## RECORDS PROVIDED
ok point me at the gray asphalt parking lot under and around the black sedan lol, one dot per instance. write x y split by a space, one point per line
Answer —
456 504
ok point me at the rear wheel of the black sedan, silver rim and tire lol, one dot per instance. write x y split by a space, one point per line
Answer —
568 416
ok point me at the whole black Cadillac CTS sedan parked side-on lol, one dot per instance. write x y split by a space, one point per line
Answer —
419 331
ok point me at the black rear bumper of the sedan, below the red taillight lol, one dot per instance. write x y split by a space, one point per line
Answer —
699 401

## BRIEF
Every entry needs to be copied again exactly.

## EXERCISE ANSWER
ok point me at the gray asphalt parking lot under and around the black sedan lol, one dot per instance. write x y split by a space, one point per line
Answer —
456 504
ok point me at the rear wheel of the black sedan, silver rim and tire lol, one dot per instance. write x y split by a space, one point per line
Answer —
568 416
ok point me at the whole black Cadillac CTS sedan parked side-on lol, one dot per instance. write x y split by a space, one point per line
Answer —
419 331
ok point me at the black rear bumper of the sedan, below the red taillight lol, one dot per instance. write x y split by a space, one point per line
Answer —
699 401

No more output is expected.